◆ What the task requires ◆
Reproduce every line of the records below verbatim, without altering any word, number, or mark of punctuation.
* Begin Data for processing *
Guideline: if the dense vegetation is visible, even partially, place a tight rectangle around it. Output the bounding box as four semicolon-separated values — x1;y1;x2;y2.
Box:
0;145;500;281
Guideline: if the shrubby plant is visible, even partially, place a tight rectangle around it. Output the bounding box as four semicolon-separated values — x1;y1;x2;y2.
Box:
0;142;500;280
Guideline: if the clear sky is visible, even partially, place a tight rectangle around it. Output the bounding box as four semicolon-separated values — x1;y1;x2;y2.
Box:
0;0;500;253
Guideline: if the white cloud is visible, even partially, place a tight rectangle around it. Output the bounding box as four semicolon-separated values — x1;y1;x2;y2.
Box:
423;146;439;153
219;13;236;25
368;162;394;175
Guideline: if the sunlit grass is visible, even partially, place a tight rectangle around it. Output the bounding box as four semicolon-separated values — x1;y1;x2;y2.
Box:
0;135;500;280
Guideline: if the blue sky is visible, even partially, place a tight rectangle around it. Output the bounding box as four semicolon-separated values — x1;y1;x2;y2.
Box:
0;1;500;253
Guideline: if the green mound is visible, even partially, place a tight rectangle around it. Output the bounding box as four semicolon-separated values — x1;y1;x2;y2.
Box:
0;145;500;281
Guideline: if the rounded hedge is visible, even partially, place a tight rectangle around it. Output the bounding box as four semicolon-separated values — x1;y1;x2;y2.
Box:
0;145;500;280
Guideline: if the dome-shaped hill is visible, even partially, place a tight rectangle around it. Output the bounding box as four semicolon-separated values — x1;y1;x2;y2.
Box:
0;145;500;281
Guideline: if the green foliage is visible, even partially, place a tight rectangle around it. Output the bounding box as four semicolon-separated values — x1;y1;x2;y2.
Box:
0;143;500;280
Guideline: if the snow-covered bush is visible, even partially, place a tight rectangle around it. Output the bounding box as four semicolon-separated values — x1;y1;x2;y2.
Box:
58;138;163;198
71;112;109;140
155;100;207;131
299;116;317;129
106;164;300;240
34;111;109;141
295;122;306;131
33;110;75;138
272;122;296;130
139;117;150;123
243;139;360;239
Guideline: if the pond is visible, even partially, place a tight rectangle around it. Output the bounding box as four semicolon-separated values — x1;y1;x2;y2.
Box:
* End Data for processing *
◆ Output below ◆
Guideline: if the dense vegetation is visible, even partially, place a tight rectangle around it. Output the bounding box as four semicolon-separated values — x1;y1;x2;y2.
Box:
0;145;500;281
Guideline: if the shrubby plant is visible, even partially, place a tight rectangle around it. Output the bounding box as four semicolon-separated values — x1;y1;x2;y2.
Box:
0;142;500;280
Guideline: if the clear sky is visible, even partially, place a tight rectangle around it. Output the bounding box as four semicolon-separated values — x1;y1;x2;y2.
Box:
0;0;500;253
Guideline: if the white cloud is visible, even partially, place a tight rectangle around it. Output the bounding box as four semicolon-separated values — x1;y1;x2;y2.
Box:
423;146;439;153
219;13;236;25
368;162;394;175
Guideline: if the sunlit grass is visible, even partially, place a tight rectangle around it. Output the bounding box as four semicolon-separated values — x1;y1;x2;y2.
Box:
0;135;500;280
Guideline: if the blue sky is visible, even partially, place a tight rectangle around it. Output the bounding box as four semicolon-separated values — x1;y1;x2;y2.
Box:
0;1;500;253
Guideline: if the green mound is visible, even partially, place a tight rectangle around it. Output the bounding box as four semicolon-separated values — x1;y1;x2;y2.
Box:
0;145;500;281
Guideline: if the rounded hedge is visible, even partially, place a tight rectangle around it. Output the bounding box as four semicolon-separated values — x1;y1;x2;y2.
Box:
0;145;500;280
Guideline: if the dome-shaped hill is visible, even partially, place a tight rectangle around it. Output the bounding box as four semicolon-separated values — x1;y1;x2;y2.
Box:
0;145;500;281
Guideline: if the green foliage is visible, even partially, place a tight rectangle around it. Output the bounding box as four semicolon-separated values — x1;y1;x2;y2.
Box:
0;143;500;280
Guideline: if the snow-covered bush is visible, even partially, place a tight rectangle around it. Output the bounding box as four semicolon-separated values — x1;y1;x2;y2.
Box:
58;138;163;198
71;112;109;140
155;100;207;131
299;116;317;129
106;164;300;240
34;111;109;141
295;122;306;131
33;110;75;138
272;122;296;130
139;117;150;123
243;139;360;239
Guideline: if the pond is visible, even partially, place a tight rectangle around it. Output the bounding box as four semicolon-separated values — x1;y1;x2;y2.
Box:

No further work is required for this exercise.